USING THE INFORMATION >>
a) From the webinar page, list every area in which Onjewel Smith has provided technical assistance.
b) Transcribe the part of the webinar page starting at "Webinar 3:  Innovative" and ending at "and healthy food.".

EXTRACT PROVIDED >>
This webinar featured leaders from the Tobacco 21 and smokefree air movements to discuss how tobacco control policy strategies at the local level helped drive policy change across the country.

Assessing local policy change through case studies helps identify lessons learned and keys to success, which can help set the stage for state or national change. The Tobacco 21 and smokefree air movements are two examples of tobacco control policy strategies that have seen success at the local level in building support for wider initiatives.

In this second webinar of the Local Control webinar series on August 5, CADCA’s Geographic Health Equity Alliance (GHEA) and Counter Tools brought together leaders from these movements to share insights on how steadfast work at the local level helped to drive policy change across the country.

Watch the recording:

 

Speakers

Onjewel Smith
Southern States Strategist @American Nonsmokers’ Rights Foundation

Onjewel Smith has worked in the nonprofit sector for more than 20 years helping organizations and communities build their capacity for sustainable change. She has provided technical assistance on grassroots advocacy, coalition building, strategic planning, and fundraising. Throughout her career, Onjewel has helped develop strategic alliances between local coalitions, community-based organizations, stakeholders, and decision-makers. She currently serves as the Southern States Strategist to the American Nonsmokers’ Rights Foundation.

Ginny Chadwick
Program Coordinator @University of Missouri

Ginny Chadwick, MPH, MA is Program Coordinator for the Missouri Eliminate Tobacco Use Initiative at the University of Missouri where she works around the state to improve tobacco policy, prevention and cessation services on college campuses and in hospital systems. Since 2013, Chadwick has worked on sales restriction laws for tobacco products. She has written ordinances and statues and contributed to the national model language. Her research includes age of sale, penalty structures, decriminalization of purchase, use and possession, and preemption of local laws. Chadwick was the legislative sponsor for one of the first Tobacco 21 policies to pass locally, and the first in her home state of Missouri. She worked across the nation at a local, state and federal level to help build coalitions, identify legislative champions and successfully pass policy. Chadwick received her MPH and MA in Journalism at the University of Missouri and is currently working on a PhD at at Brandeis University.

 

Local Control webinar series

CADCA’s Geographic Health Equity Alliance, in collaboration with Counter Tools hosted a three-part webinar series to equip attendees with an understanding of why local policy solutions are important, lessons learned from local policy implementation efforts and innovative policy strategies built at the local-level.

Webinar 1: Building the Rationale for Local Policy Change. Speakers provided a broad rationale for local-level policy efforts and the implications for public health, as well as insight on strategies that have proven successful for local policy implementation.

Webinar 2: Using Local Momentum to Drive State and Federal Policy Change. This webinar featured leaders from the Tobacco 21 and smokefree air movements to discuss how tobacco control policy strategies at the local level helped drive policy change across the country.

Webinar 3:  Innovative Local Solutions in Public Health. The third webinar in the series covered local-level policy solutions in Maryland and California. These efforts advanced policies relating to alcohol and healthy food.

[Records from a dataset]
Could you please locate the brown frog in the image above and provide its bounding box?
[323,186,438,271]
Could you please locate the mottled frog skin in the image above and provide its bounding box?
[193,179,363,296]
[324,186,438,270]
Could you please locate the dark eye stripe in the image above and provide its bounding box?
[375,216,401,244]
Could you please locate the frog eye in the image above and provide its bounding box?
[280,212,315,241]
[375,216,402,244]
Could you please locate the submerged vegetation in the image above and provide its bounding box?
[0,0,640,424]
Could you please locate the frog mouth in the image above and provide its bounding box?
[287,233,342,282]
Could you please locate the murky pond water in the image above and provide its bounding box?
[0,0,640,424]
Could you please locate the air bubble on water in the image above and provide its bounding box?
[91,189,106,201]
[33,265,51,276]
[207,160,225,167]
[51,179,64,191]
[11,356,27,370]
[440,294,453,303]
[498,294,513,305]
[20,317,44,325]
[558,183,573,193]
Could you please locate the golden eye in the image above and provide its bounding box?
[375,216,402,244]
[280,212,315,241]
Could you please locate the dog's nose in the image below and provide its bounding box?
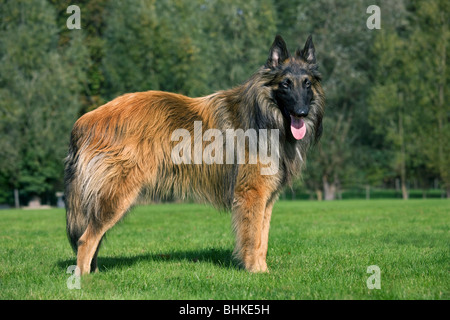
[295,108,309,117]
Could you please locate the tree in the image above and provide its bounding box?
[278,0,380,200]
[0,0,87,205]
[408,0,450,198]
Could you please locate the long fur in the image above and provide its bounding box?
[65,35,324,273]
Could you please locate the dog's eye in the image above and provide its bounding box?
[280,79,291,89]
[303,79,311,88]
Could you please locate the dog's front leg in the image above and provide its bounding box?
[233,188,272,272]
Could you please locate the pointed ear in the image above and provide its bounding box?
[295,35,316,63]
[266,35,291,69]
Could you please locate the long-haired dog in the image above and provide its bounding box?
[65,36,324,274]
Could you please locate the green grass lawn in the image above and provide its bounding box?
[0,200,450,300]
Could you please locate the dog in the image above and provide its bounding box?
[65,35,325,274]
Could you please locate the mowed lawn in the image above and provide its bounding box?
[0,200,450,300]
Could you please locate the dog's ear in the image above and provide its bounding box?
[266,35,291,69]
[295,35,316,63]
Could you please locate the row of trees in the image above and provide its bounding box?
[0,0,450,203]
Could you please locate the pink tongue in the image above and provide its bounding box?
[291,116,306,140]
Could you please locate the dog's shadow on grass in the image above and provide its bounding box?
[58,249,241,272]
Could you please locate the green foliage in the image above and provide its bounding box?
[0,1,88,201]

SOLUTIONS TO EACH TASK >>
a) grassroots advocacy, coalition building, strategic planning, fundraising

b)
Webinar 3:  Innovative Local Solutions in Public Health. The third webinar in the series covered local-level policy solutions in Maryland and California. These efforts advanced policies relating to alcohol and healthy food.